▸ SOURCE EXTRACT
>> Begin

January 16, 2014

Updated: USC approves raise for Steve Spurrier, staff

University of South Carolina trustees approved pay raises for the Gamecock football staff Thursday that will send head coach Steve Spurrier's salary to $4 million a year.

University of South Carolina trustees approved pay raises for the Gamecock football staff Thursday that will send head coach Steve Spurrier's salary to $4 million a year.

Spurrier's contract also was extended one year and will end in 2018.

The 68-year-old coach earned $3.3 million this past season -- the Gamecocks' third straight with 11 wins.

His new salary puts Spurrier into the nation's top 10 highest-paid coaches. He ranked 12th last season. Spurrier is 33-6 in the last three seasons and 77-39 overall at the school. He is USC's winningest coach.

In the new agreement, Spurrier also will become a special assistant to the USC's president and athletics director after he steps down as coach.

Athletics director Ray Tanner said talk about becoming a special assistant came during the run up to the Capital One Bowl when Spurrier told his boss that he planned to remain in Columbia after he left coaching.

Spurrier could help with fundraising taking donors to lunch or out for a round of golf, Tanner said.

The post-coaching plan in the contract is not an exit strategy for Spurrier, who will be 73 when his current contract ends, Tanner said. The athletics director hopes this is not the football coach's least contract with USC.

"Age is just a number," Tanner said. "I hope he coaches many, many years."

Spurrier's nine-coach staff will earn $3.3 million next year, up from from $2.74 million.

Defensive coordinator Lorenzo Ward received a $100,000 boost to $750,000 and an extension that takes his contract through 2017. Shawn Elliott, co-offensive coordinator and offensive line coach, got a $105,000 raise to $430,000.

Quarterbacks coach G.A. Mangus received a $100,000 raise to $275,000 -- his first salary increase in three seasons. He did not receive raises after a nuisance arrest in Greenville and his involvement in an NCAA investigation into boosters who provided USC recruits with extra benefits.

But on his radio show Wednesday he said athletics director Ray “Tanner has done a super job of (saying), ‘Hey, what’s right and how can we aligned in the SEC competitive wise with coaches salaries?’ The president and from what I am hearing the Board of Trustees think that keeps us where we should be."

The Gamecocks finished the season ranked No. 4 in the country, the highest ranking in school history.

>> End

▸ GIVEN REQUEST 1
Please say whether each statement agrees with the article on Steve Spurrier's raise, answering yes or no and quoting the deciding words of the article. (a) Spurrier's contract will end in 2018. (b) Spurrier ranked 10th among the highest-paid coaches last season. (c) Shawn Elliott's raise brought his pay to $430,000.
The text and the records are unrelated to each other.

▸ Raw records
>> Begin

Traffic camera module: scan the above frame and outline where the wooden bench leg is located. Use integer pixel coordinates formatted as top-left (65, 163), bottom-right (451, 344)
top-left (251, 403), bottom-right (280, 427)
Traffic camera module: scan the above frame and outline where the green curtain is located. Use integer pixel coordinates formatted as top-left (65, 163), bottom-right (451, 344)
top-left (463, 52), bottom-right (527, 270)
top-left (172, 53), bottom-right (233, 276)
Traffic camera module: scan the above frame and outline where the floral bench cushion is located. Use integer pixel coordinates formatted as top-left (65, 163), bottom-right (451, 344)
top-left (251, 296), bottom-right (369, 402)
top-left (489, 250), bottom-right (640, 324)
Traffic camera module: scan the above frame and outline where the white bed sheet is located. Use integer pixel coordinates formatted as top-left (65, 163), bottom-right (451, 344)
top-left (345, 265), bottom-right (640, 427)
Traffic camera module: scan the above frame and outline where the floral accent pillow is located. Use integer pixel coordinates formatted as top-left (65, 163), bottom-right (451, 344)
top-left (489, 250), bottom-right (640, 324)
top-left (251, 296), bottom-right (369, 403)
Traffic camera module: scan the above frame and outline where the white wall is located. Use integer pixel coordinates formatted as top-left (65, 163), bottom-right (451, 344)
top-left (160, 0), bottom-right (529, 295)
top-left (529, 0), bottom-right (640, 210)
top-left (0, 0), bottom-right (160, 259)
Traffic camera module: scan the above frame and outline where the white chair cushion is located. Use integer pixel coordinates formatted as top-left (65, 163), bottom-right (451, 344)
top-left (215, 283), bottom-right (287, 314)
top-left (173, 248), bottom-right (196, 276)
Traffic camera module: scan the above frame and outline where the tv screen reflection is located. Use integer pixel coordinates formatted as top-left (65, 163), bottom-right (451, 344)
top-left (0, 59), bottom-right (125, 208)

>> End

▸ GIVEN REQUEST 2
In the records, starting at the line that contains "the white bed" and ending at the last line of the records, change "white" to "ivory". Give those lines again with nothing else altered.

▸ SOLUTION 1
(a) Yes: "Spurrier's contract also was extended one year and will end in 2018."
(b) No: "He ranked 12th last season."
(c) Yes: "Shawn Elliott, co-offensive coordinator and offensive line coach, got a $105,000 raise to $430,000."

▸ SOLUTION 2
Traffic camera module: scan the above frame and outline where the ivory bed sheet is located. Use integer pixel coordinates formatted as top-left (65, 163), bottom-right (451, 344)
top-left (345, 265), bottom-right (640, 427)
Traffic camera module: scan the above frame and outline where the floral accent pillow is located. Use integer pixel coordinates formatted as top-left (65, 163), bottom-right (451, 344)
top-left (489, 250), bottom-right (640, 324)
top-left (251, 296), bottom-right (369, 403)
Traffic camera module: scan the above frame and outline where the ivory wall is located. Use integer pixel coordinates formatted as top-left (65, 163), bottom-right (451, 344)
top-left (160, 0), bottom-right (529, 295)
top-left (529, 0), bottom-right (640, 210)
top-left (0, 0), bottom-right (160, 259)
Traffic camera module: scan the above frame and outline where the ivory chair cushion is located. Use integer pixel coordinates formatted as top-left (65, 163), bottom-right (451, 344)
top-left (215, 283), bottom-right (287, 314)
top-left (173, 248), bottom-right (196, 276)
Traffic camera module: scan the above frame and outline where the tv screen reflection is located. Use integer pixel coordinates formatted as top-left (65, 163), bottom-right (451, 344)
top-left (0, 59), bottom-right (125, 208)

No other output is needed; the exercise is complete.